Stated task:
Write out the listing below word for word, leaving out the pictures.

Records for this task:
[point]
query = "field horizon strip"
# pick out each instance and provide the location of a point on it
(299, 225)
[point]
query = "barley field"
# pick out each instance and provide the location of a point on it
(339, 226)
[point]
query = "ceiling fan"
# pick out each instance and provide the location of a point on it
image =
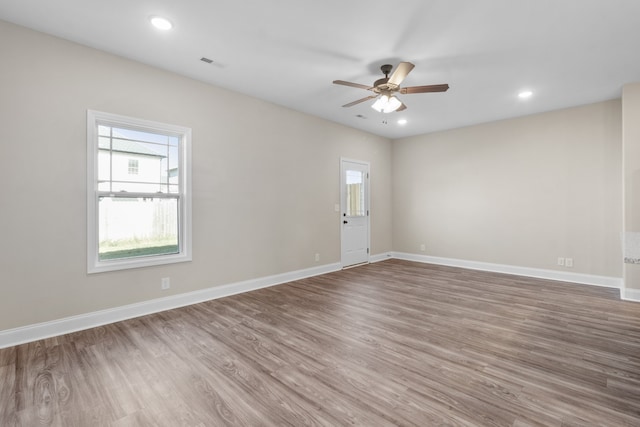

Solution:
[point]
query = "field horizon strip"
# pick out each instance and provide the location of a point on it
(299, 225)
[point]
query = "barley field"
# pick out each instance and provide the location of a point on it
(339, 226)
[point]
query = "ceiling fan"
# pick out each instance and provide the location of a point on it
image =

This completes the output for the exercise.